[Items from a data source]
--

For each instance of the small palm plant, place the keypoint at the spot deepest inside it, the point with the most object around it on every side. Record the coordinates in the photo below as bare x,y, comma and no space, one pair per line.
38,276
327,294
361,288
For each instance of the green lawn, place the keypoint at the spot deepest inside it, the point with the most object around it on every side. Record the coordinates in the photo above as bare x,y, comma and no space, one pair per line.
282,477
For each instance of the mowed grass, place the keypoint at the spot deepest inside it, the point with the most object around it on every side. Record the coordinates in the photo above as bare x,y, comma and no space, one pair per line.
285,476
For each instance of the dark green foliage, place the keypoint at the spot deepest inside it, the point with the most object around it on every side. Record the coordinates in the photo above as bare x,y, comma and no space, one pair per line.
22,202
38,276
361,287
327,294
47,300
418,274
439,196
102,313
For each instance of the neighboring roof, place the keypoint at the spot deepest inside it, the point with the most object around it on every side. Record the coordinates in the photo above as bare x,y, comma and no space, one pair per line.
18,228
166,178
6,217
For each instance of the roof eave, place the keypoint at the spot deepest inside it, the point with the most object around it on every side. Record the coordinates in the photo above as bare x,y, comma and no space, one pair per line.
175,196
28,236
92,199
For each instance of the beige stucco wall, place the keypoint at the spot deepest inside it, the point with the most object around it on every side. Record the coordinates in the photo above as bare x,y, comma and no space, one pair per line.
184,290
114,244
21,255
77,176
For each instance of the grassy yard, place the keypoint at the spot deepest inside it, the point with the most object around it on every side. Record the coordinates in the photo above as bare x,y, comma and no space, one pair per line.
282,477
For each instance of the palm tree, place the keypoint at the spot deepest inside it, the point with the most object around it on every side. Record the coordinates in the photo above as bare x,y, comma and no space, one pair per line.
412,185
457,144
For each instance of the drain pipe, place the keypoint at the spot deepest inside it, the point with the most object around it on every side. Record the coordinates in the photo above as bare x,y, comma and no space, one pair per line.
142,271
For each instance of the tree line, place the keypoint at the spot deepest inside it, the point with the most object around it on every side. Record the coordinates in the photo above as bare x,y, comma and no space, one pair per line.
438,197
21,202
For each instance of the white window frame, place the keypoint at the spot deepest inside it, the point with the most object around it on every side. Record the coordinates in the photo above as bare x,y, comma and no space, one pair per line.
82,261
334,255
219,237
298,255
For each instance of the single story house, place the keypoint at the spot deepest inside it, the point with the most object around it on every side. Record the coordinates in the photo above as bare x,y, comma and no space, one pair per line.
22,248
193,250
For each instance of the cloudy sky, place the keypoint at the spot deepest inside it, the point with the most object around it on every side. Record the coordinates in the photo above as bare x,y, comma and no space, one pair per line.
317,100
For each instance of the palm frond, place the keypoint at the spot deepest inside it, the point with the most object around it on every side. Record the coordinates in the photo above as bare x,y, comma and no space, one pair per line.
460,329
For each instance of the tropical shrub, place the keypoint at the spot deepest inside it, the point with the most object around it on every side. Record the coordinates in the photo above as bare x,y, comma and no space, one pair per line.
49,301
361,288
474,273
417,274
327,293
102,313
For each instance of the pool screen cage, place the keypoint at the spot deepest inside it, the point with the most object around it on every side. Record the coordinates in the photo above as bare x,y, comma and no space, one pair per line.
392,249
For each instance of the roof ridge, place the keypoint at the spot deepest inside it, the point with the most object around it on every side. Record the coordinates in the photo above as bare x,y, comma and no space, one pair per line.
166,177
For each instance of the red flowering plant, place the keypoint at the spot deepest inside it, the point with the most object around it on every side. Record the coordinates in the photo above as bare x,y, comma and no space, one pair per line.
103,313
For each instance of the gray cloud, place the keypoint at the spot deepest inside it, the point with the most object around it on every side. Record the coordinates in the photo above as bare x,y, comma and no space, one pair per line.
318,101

--

### Exercise requirements
Every line above must be reproduced exactly as it stands.

### Written solution
For each instance of the small palm plant, place the keypoint at the spot deepest inside it, the point with the most object around it on every side. Record the coordinates in the photo below as bare x,y, comma and no space, one pair per line.
38,276
327,294
361,288
For each instance of the green lawn, place the keypoint at the spot deepest inside it, the point with the most object around it on every side. Record the coordinates in the photo above as bare x,y, comma and no space, one pair per line.
282,477
For each instance of the mowed grass, place the keypoint at the spot deepest inside it, the point with the most object around it on every side. Record the coordinates in the photo above as bare x,y, comma and no space, one pair per line.
285,476
For each instance of the dark green foliage, place the keypoint at the spot deepest inside it, the point with the most object around it on every side. Record the coordinates in the photo above as bare x,y, comma and no space, one pair per line.
22,202
38,276
361,287
327,294
47,300
418,274
439,196
102,313
For each instance of the neighboring roof, place the keypoint at the spot deepest inside it, the point with the most object around it on every side. Record the coordinates in the photo above as bare x,y, comma and no space, one pair per line.
18,228
166,178
6,217
For each instance of the roof eave, place the keypoint at the spot deepest inside it, the point with the most object around it on every side. Record the coordinates in the photo above as bare x,y, comma and no space, one pair per line.
175,196
28,236
92,199
For each instance of the beige stucco wall, place the keypoint at the spot deepest inside it, the point with the most object around it on every side. Record the coordinates in the photo above as bare x,y, comma and no space, one pair per line.
184,290
114,244
21,255
77,176
For each instance of the grassy yard, place the keypoint at the spot deepest inside it, the point with the most object around it on every side. Record the coordinates in the photo above as bare x,y, comma and no space, one pair per line.
282,477
For each instance of the palm tree, place the keypoint at the spot deepest inside it, the point with the most object around it on every side. Record the coordinates in the photo above as bare x,y, comma and no space, one pair per line.
412,185
457,144
For each instance of the drain pipe, place the keypoint at the spot deepest inside it, the point with the most object around it on every side. Record the coordinates in the photo above as bare x,y, comma and no space, one pair per line.
142,271
For each instance of the tree line, place the keypoint at the spot deepest inside it, the point with the most object around it on every side. Record the coordinates in the photo above as bare x,y, comma and no space, one pair per line.
438,197
21,202
For each instance of the white window frame, place the keypoint at the spot deepest inside it, the point with the most object around it on every side. Record the coordinates in the photo above as bare x,y, comma and no space, one pair per line.
82,261
334,255
219,237
298,255
For each instance of the single story house, place the keypoint at the spot deepest inside it, the point with the most object around it on every side. Record the coordinates in the photo above as bare x,y, comma and no space, one pair per line.
22,248
193,250
For each instance of the cloudy sky, place the keypoint at the spot deepest inside it, the point with the most object around it on every side. Record the coordinates in the photo above as bare x,y, comma and no space, one pair per line.
317,100
For each instance of the palm frond, place the keypoint at the spot deepest inside it, the point with the most object around it on every side. Record the coordinates in the photo above as bare x,y, comma and no space, one pair per line.
460,329
For each instance of the tropical shrub, place the keypoint at the spot deepest inside it, the point with the most object around it on every side. Record the coordinates in the photo above as bare x,y, comma and no space, one pair per line.
49,301
361,288
474,273
417,274
327,293
102,313
For each instance of the pool screen cage, place the keypoint at the spot deepest inside it, the point with the most object around it on every side. Record the coordinates in the photo above as bare x,y, comma and no space, one pair per line.
392,249
For each instance of the roof ridge, place the keypoint at the spot deepest inside it, the point with the most object around it on every side. Record the coordinates in the photo above as bare x,y, comma and no space, one pair per line.
166,177
For each instance of the red flowering plant, place the keypoint at the spot deepest inside it, the point with the most object around it on every side. Record the coordinates in the photo above as bare x,y, comma and no space, one pair per line.
103,313
For each instance of the gray cloud, place the keypoint at the spot deepest inside it, the point with the most object around it on every side. Record the coordinates in the photo above as bare x,y, comma and no space, one pair per line.
318,101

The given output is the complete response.